■ Passage for review ■
══════════════════════════════

After 71 years of eating and breathing regularly, I ought to have myself down as tight as ring shank nails, but I have learned that good writing is about who you might become and only partial revelation of who you are and what you see in the people around you. Both revelation and aspiration are helpful. In each draft, the story became both closer to and more distant from life. Both directions, in some perverse way, are improvements. Eventually, the book became itself rather than me.

I always wanted to write stories, although I didn’t think about a Chicago detective story until I was older. The baby boom stretched our rural school that had neither space nor funds for pre-school or kindergarten. Before first grade, I followed along with my mother as she read stories to me and my little sister. A little picture dictionary was all I needed to teach myself reading before I ever saw a school room. When I entered first grade, no one told the teacher that I already read books at home and when I tried to tell her, I was shushed. She had other concerns.

“I got the idea that becoming a writer was a dream, but not a possibility because writers started as ordinary kids with friends, not outsiders wandering the side lines.”

I had far better books to read at home than the bizarre Dick and Jane readers at school. Suburban Dick, Jane, Mother, Father, Spot, Puff, and Baby Sally could have been watercolors beamed from outer space, except Martians or Venusians would have been more interesting.

Consequently, I don’t remember engaging much during my first few years at school. I didn’t need attention and lived in a distant realm; I don’t know what my teachers thought of me. Other kids avoided me, and I didn’t try to join them. I was not unhappy, and I got used to being a lone outsider. I got the idea that becoming a writer was a dream, but not a possibility because writers started as ordinary kids with friends, not outsiders wandering the side lines.

By the time I got to high school, I was thoroughly immersed in the sciences, like most boys in the 1960s.

In Chicago, I switched majors from mathematics to Chinese classical history, for reasons still unclear to me. Before the big switch, I took a class in what was then called Information Science and learned the rudiments of computer programming. Changing majors elevated me from an average student to graduating with honors and a fat fellowship to continue Chinese studies in Chicago.

While in graduate school, I began to read Rex Stout, because my PhD advisor told me I should read and emulate Stout to clarify of my writing style.

══════════════════════════════

Spatial localization data:
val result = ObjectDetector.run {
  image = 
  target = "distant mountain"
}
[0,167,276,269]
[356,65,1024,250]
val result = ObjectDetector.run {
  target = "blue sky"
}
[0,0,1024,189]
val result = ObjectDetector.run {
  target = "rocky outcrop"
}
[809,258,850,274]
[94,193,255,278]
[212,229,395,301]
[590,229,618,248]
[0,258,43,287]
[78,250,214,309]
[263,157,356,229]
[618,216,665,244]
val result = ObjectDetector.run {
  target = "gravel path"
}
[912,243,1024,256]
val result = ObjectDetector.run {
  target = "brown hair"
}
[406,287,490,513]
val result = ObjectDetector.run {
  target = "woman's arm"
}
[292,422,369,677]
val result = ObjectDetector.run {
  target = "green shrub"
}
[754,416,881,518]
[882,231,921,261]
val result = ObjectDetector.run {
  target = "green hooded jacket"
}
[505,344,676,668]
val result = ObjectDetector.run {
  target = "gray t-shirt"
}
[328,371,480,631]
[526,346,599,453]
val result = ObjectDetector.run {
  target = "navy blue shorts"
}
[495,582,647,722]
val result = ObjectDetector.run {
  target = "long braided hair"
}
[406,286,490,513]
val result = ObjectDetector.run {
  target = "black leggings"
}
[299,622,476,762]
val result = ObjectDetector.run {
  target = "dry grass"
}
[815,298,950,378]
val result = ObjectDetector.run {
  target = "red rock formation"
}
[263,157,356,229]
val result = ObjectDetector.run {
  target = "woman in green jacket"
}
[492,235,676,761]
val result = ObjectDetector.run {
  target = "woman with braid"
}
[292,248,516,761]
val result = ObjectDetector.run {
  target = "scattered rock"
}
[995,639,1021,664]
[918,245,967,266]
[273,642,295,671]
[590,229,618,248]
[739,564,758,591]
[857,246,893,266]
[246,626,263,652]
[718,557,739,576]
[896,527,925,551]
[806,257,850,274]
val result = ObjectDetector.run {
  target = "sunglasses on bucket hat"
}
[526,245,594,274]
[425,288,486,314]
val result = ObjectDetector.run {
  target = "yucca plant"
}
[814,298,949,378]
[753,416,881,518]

══════════════════════════════

■ Complete the following ■
1. In the passage about becoming a writer, what did the author use to learn to read before first grade?
2. Carry on the passage about becoming a writer, beginning after its final sentence.

■ Answers to each task ■
1. A little picture dictionary.

2.
Writing this Chicago detective story

Fast forward, fifty years. I have read nearly everything Rex Stout ever wrote, some pieces many times. I deserted from a career as a professor of the Chinese classics and completed an apprenticeship in carpentry. Later, I enrolled in classes that lead to a degree in computer science and a 30 year career in software development, just when the digital revolution stood up and began to kick its legs.

An opportunity for early retirement popped up and I still wanted to write stories, more specifically, I wanted to write mysteries like Rex Stout’s. And I wanted to write a Chicago detective story. I was still an outsider, I had learned to cook so I could stay in the kitchen instead of mingling, learned to seize positions that gave me set roles that did not require much social interaction.

So I asked myself: why not try? I still doubted that an outsider with esoteric tastes and training could write a Chicago detective story that would appeal to much of anyone, but I was game, and when I start something, I fight to the bitter end, and that accounts for the last decade of struggle. Not that I’ve won, but I have accomplished something I am proud of.

Publishing

The Chicago detective story will have a new title, which I have not yet chosen, and will be offered for sale here on Vine Maple Farm. I’ve tried to find a traditional publisher, and I that might be possible, but becoming a publisher will be an interesting and instructive project for me and my twin grandsons, who voted for the first time last November. Christopher, the technical brother, is building the sales page. His more literary twin, Matt, is working on marketing. I plan to publish a free chapter or two here, and I intend to write more about why I think it is worth reading.